--- begin ---

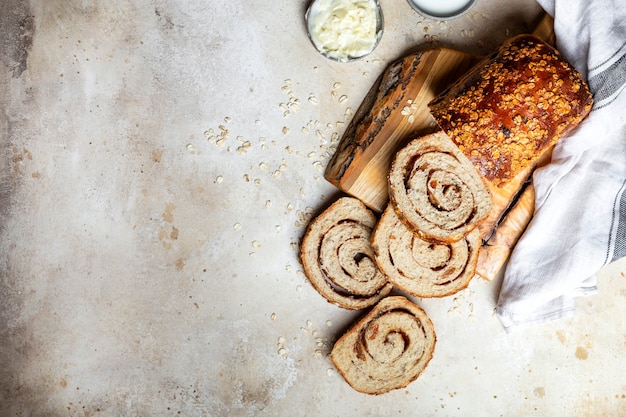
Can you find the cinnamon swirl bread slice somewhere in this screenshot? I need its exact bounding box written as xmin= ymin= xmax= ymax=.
xmin=330 ymin=296 xmax=437 ymax=395
xmin=389 ymin=132 xmax=492 ymax=242
xmin=372 ymin=206 xmax=481 ymax=297
xmin=300 ymin=197 xmax=392 ymax=310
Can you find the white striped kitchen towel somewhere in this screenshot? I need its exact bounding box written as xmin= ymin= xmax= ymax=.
xmin=496 ymin=0 xmax=626 ymax=331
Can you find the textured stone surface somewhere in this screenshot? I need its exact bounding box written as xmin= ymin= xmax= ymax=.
xmin=0 ymin=0 xmax=626 ymax=416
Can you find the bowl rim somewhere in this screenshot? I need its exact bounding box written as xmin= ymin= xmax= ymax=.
xmin=304 ymin=0 xmax=385 ymax=62
xmin=407 ymin=0 xmax=478 ymax=21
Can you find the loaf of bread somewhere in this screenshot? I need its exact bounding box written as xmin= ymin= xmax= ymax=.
xmin=330 ymin=296 xmax=437 ymax=395
xmin=300 ymin=197 xmax=392 ymax=310
xmin=372 ymin=206 xmax=482 ymax=298
xmin=389 ymin=132 xmax=492 ymax=242
xmin=429 ymin=35 xmax=593 ymax=186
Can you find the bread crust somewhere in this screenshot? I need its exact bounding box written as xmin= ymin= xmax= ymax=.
xmin=330 ymin=296 xmax=437 ymax=395
xmin=300 ymin=197 xmax=392 ymax=310
xmin=429 ymin=34 xmax=593 ymax=185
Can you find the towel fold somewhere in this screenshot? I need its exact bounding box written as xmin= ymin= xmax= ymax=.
xmin=496 ymin=0 xmax=626 ymax=331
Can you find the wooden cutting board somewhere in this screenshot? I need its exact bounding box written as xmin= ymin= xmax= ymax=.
xmin=325 ymin=15 xmax=554 ymax=280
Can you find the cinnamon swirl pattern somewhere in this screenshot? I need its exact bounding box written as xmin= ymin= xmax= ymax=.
xmin=372 ymin=206 xmax=481 ymax=298
xmin=330 ymin=296 xmax=437 ymax=395
xmin=389 ymin=132 xmax=492 ymax=242
xmin=300 ymin=197 xmax=392 ymax=310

--- end ---

= PROMPT =
Write out all of the records above word for word, leaving the pictures out.

= ANSWER FOR THE TASK =
Can you find the cinnamon swirl bread slice somewhere in this screenshot? I need its exact bounding box written as xmin= ymin= xmax= ymax=.
xmin=330 ymin=296 xmax=437 ymax=395
xmin=389 ymin=132 xmax=492 ymax=242
xmin=372 ymin=206 xmax=481 ymax=297
xmin=300 ymin=197 xmax=392 ymax=310
Can you find the white striped kitchen towel somewhere in this screenshot? I need its exact bounding box written as xmin= ymin= xmax= ymax=.
xmin=496 ymin=0 xmax=626 ymax=331
Can you find the textured stone surface somewhere in this screenshot? I need its exact bounding box written as xmin= ymin= xmax= ymax=.
xmin=0 ymin=0 xmax=626 ymax=416
Can you find the bowl rim somewhere in this screenshot? I need its exact bounding box written as xmin= ymin= xmax= ymax=.
xmin=304 ymin=0 xmax=385 ymax=62
xmin=407 ymin=0 xmax=478 ymax=21
Can you find the loaf of bread somewhere in this screenshot? I need its exact bounding box written as xmin= ymin= xmax= ymax=.
xmin=330 ymin=296 xmax=437 ymax=395
xmin=300 ymin=197 xmax=392 ymax=310
xmin=372 ymin=206 xmax=482 ymax=298
xmin=389 ymin=132 xmax=492 ymax=242
xmin=429 ymin=35 xmax=593 ymax=186
Can you find the bread crust somewhere in this screenshot? I need its exact bounding box written as xmin= ymin= xmax= ymax=.
xmin=330 ymin=296 xmax=437 ymax=395
xmin=300 ymin=197 xmax=392 ymax=310
xmin=429 ymin=34 xmax=593 ymax=185
Can you find the towel fold somewhere in this screenshot? I need its exact bounding box written as xmin= ymin= xmax= ymax=.
xmin=496 ymin=0 xmax=626 ymax=331
Can you find the wooden cutting board somewhere in this screenshot? I need its exact bounding box written as xmin= ymin= xmax= ymax=.
xmin=325 ymin=15 xmax=554 ymax=280
Can you find the cinnamon swirl pattern somewhere in this screenshot? I need its exact bounding box written as xmin= ymin= xmax= ymax=.
xmin=372 ymin=206 xmax=481 ymax=298
xmin=330 ymin=296 xmax=437 ymax=395
xmin=389 ymin=132 xmax=492 ymax=242
xmin=300 ymin=197 xmax=392 ymax=310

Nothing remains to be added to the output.